— start —

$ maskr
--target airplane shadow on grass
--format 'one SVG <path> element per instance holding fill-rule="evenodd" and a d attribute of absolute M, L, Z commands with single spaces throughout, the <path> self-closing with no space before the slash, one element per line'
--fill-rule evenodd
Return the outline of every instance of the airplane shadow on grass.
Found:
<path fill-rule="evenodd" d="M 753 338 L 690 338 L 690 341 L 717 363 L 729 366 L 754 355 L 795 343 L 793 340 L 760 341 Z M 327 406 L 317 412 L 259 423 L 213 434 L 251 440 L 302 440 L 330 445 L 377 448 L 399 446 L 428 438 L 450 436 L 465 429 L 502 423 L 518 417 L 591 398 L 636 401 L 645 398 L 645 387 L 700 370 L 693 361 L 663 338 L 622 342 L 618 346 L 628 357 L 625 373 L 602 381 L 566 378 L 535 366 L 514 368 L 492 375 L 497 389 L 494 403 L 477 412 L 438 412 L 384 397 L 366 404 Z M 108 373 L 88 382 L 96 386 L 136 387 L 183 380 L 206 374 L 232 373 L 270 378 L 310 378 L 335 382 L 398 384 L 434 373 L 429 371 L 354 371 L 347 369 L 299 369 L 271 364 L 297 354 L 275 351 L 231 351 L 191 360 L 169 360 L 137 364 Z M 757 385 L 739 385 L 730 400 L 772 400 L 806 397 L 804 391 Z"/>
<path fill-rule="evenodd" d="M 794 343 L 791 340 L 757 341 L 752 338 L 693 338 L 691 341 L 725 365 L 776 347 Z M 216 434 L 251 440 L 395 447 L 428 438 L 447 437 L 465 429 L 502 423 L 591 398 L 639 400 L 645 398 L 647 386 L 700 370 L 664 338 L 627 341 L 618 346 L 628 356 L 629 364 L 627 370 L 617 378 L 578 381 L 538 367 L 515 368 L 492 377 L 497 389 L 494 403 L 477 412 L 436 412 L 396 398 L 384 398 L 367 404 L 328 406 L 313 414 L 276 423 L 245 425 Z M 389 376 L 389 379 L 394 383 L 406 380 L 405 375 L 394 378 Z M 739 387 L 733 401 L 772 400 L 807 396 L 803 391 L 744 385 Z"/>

— end —

*What is required*. In the records from the start through the line containing "753 338 L 690", rename "airplane" to "aircraft" and return only those lines, unchanged otherwise.

*Written response*.
$ maskr
--target aircraft shadow on grass
--format 'one SVG <path> element per instance holding fill-rule="evenodd" and a d attribute of absolute M, L, Z commands with single spaces throughout, the <path> self-closing with no space before the slash, one element per line'
--fill-rule evenodd
Return the outline of every instance of the aircraft shadow on grass.
Found:
<path fill-rule="evenodd" d="M 753 338 L 690 338 L 690 341 L 717 363 L 729 366 L 754 355 L 795 343 L 793 340 L 760 341 Z M 327 406 L 317 412 L 259 423 L 213 434 L 251 440 L 302 440 L 330 445 L 377 448 L 399 446 L 428 438 L 450 436 L 465 429 L 502 423 L 518 417 L 591 398 L 636 401 L 645 398 L 645 387 L 700 370 L 693 361 L 663 338 L 622 342 L 618 346 L 628 357 L 625 373 L 602 381 L 566 378 L 535 366 L 514 368 L 492 375 L 497 389 L 494 403 L 477 412 L 438 412 L 384 397 L 366 404 Z M 108 373 L 88 382 L 96 386 L 136 387 L 183 380 L 206 374 L 232 373 L 270 378 L 310 378 L 335 382 L 398 384 L 434 373 L 429 371 L 354 371 L 347 369 L 299 369 L 271 364 L 297 354 L 275 351 L 231 351 L 191 360 L 169 360 L 137 364 Z M 757 385 L 739 385 L 730 400 L 772 400 L 806 397 L 804 391 Z"/>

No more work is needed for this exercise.